§ What to produce:
Your task is to retype, exactly and with nothing else, every line from the one containing "indicate: pile of driftwood" to the end of the listing.

§ Raw data:
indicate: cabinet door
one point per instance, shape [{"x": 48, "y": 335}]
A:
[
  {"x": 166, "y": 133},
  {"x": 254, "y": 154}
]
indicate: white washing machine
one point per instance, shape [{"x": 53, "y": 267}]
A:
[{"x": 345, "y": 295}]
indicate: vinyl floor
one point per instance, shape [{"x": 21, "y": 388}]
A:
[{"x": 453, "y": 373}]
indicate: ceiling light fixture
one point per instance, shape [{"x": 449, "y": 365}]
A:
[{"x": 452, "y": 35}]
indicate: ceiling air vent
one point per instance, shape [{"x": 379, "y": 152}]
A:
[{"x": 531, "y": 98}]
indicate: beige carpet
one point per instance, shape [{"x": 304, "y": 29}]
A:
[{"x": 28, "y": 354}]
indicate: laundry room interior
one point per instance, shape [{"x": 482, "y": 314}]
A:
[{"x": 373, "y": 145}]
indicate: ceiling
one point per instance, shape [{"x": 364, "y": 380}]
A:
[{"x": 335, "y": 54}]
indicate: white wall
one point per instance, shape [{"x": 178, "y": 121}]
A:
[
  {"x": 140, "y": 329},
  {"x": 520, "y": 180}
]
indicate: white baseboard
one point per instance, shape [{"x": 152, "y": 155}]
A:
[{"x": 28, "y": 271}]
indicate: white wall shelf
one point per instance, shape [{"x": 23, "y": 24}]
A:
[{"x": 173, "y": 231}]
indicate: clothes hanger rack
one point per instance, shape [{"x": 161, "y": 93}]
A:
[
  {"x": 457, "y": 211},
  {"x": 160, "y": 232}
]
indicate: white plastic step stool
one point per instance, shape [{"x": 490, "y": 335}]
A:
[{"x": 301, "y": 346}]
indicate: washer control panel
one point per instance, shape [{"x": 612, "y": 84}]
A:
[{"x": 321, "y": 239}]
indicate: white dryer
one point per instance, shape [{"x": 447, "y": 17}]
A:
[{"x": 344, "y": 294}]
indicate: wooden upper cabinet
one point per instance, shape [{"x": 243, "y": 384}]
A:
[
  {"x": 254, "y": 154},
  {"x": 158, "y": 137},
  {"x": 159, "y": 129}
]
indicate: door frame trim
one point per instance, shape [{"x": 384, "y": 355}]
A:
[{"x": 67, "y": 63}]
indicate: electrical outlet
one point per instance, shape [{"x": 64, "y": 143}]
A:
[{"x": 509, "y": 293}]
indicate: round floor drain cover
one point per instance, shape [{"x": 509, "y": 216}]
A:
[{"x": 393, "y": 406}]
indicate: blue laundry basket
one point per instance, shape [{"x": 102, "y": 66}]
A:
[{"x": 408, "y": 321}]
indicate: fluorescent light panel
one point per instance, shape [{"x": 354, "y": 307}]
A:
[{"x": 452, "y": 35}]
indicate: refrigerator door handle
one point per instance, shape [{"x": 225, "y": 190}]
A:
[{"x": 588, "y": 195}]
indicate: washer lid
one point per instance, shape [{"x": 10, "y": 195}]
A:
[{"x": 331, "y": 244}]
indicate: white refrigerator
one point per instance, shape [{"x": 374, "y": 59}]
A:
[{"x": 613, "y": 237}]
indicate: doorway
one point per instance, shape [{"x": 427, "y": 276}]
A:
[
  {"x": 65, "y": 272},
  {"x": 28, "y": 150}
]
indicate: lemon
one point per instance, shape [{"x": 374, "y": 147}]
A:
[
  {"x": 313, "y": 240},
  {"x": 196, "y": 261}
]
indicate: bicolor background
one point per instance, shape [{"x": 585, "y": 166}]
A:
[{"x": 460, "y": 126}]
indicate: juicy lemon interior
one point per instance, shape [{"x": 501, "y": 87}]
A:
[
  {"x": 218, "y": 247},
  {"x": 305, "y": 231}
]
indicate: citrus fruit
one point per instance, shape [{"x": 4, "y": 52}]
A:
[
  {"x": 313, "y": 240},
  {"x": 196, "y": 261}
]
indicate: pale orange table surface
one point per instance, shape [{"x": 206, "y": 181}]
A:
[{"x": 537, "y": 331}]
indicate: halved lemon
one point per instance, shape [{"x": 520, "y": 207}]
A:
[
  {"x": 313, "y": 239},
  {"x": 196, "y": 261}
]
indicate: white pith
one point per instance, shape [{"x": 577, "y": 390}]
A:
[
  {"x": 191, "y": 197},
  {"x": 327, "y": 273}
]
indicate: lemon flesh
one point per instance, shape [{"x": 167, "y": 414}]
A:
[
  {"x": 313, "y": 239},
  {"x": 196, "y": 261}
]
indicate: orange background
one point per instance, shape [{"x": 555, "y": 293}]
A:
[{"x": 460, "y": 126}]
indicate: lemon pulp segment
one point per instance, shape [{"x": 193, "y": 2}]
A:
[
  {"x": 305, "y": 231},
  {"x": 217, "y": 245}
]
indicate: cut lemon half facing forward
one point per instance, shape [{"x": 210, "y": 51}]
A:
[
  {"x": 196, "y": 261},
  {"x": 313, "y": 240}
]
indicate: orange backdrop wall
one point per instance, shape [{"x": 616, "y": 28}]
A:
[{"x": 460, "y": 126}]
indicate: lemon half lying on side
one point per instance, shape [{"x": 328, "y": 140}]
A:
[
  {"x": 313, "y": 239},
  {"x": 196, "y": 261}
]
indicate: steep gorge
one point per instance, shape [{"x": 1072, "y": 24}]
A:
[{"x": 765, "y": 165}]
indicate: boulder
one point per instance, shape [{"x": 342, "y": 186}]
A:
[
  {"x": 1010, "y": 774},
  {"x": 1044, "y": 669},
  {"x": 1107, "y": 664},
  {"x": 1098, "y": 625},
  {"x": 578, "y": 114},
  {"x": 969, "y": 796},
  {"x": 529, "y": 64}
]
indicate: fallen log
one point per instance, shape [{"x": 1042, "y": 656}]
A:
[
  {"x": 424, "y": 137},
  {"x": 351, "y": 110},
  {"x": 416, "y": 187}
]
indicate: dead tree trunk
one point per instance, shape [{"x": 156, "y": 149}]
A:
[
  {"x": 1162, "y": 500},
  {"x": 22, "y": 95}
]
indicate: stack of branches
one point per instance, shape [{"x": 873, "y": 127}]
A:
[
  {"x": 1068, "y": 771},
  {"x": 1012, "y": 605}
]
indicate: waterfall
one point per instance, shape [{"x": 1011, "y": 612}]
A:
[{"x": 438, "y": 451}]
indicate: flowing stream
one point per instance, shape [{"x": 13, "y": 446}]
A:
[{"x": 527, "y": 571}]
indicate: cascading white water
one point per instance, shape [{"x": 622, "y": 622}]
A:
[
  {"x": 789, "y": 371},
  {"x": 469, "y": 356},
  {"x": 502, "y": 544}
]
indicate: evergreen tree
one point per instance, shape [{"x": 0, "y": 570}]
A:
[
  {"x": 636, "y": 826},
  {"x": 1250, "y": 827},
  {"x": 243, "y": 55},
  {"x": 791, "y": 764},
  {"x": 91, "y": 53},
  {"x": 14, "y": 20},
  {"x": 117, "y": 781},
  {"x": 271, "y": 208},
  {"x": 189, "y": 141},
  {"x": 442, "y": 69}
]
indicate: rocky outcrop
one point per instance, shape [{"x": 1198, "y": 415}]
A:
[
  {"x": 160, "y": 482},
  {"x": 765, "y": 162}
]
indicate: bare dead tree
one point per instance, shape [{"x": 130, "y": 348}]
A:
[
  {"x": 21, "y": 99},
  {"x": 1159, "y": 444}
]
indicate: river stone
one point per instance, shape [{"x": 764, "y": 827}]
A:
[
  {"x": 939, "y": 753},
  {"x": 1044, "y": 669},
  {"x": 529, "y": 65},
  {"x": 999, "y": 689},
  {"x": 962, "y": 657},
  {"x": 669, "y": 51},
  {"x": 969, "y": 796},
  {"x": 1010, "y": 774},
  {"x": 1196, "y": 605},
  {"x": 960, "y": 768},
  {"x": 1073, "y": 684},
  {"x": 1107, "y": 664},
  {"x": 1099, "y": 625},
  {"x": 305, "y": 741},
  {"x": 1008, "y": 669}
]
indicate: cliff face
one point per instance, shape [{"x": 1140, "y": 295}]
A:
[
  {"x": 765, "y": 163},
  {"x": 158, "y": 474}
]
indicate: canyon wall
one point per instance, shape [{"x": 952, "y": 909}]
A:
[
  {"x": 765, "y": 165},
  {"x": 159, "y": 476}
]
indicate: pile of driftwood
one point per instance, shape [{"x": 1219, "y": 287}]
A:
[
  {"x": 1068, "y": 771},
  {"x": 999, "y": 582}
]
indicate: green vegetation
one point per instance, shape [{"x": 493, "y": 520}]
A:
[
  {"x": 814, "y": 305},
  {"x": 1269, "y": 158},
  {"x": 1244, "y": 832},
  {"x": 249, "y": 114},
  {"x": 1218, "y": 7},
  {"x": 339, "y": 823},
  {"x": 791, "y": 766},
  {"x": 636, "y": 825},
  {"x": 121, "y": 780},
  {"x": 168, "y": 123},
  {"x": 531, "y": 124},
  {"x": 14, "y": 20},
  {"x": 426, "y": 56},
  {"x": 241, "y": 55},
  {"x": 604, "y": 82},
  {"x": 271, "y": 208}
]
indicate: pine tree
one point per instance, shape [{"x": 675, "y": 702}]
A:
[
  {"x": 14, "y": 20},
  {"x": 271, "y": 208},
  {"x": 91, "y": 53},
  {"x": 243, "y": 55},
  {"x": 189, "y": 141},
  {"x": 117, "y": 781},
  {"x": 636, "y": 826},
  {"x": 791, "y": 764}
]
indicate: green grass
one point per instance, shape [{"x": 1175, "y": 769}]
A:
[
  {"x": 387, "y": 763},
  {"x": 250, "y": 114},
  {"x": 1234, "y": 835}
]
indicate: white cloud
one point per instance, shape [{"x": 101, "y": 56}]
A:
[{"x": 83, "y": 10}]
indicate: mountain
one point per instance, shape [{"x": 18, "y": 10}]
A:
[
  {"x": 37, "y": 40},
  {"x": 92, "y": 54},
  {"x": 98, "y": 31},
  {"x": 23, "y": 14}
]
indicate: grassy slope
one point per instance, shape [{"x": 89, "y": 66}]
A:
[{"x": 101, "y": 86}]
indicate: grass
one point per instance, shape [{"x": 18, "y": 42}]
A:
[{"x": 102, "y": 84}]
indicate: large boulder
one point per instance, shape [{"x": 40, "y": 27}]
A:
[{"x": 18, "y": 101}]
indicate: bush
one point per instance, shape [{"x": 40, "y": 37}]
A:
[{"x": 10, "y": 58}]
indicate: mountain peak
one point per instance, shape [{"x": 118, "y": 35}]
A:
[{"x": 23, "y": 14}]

§ Answer section:
indicate: pile of driftwood
one point per instance, shape [{"x": 1219, "y": 287}]
A:
[
  {"x": 1068, "y": 771},
  {"x": 999, "y": 582}
]
indicate: green vegetation
one point per instance, shape [{"x": 493, "y": 520}]
A:
[
  {"x": 814, "y": 305},
  {"x": 1269, "y": 158},
  {"x": 1244, "y": 832},
  {"x": 249, "y": 114},
  {"x": 1218, "y": 7},
  {"x": 339, "y": 823},
  {"x": 791, "y": 766},
  {"x": 636, "y": 825},
  {"x": 121, "y": 780},
  {"x": 168, "y": 123},
  {"x": 531, "y": 124},
  {"x": 14, "y": 20},
  {"x": 426, "y": 56},
  {"x": 241, "y": 55},
  {"x": 604, "y": 82},
  {"x": 271, "y": 208}
]
indicate: pine tree
one point per instance, shape [{"x": 675, "y": 702}]
A:
[
  {"x": 14, "y": 20},
  {"x": 271, "y": 208},
  {"x": 91, "y": 53},
  {"x": 243, "y": 55},
  {"x": 189, "y": 141},
  {"x": 117, "y": 781},
  {"x": 636, "y": 826},
  {"x": 791, "y": 764}
]
indicate: green grass
one point per instance, shape [{"x": 1175, "y": 769}]
A:
[
  {"x": 387, "y": 763},
  {"x": 250, "y": 114},
  {"x": 1234, "y": 835}
]
indicate: white cloud
one point per instance, shape [{"x": 101, "y": 56}]
A:
[{"x": 83, "y": 10}]
indicate: mountain
one point per instance, shape [{"x": 18, "y": 10}]
A:
[
  {"x": 37, "y": 40},
  {"x": 92, "y": 54},
  {"x": 98, "y": 31},
  {"x": 23, "y": 14}
]
indicate: grassy slope
one point per instance, shape [{"x": 89, "y": 66}]
A:
[{"x": 101, "y": 86}]
indicate: grass
one point per instance, shape [{"x": 18, "y": 42}]
A:
[{"x": 102, "y": 84}]
indicate: large boulder
one point per instance, shape [{"x": 40, "y": 27}]
A:
[{"x": 18, "y": 101}]
indicate: bush
one point per instance, shape [{"x": 40, "y": 37}]
A:
[{"x": 10, "y": 58}]
indicate: mountain peak
one point per instance, shape [{"x": 118, "y": 35}]
A:
[{"x": 23, "y": 14}]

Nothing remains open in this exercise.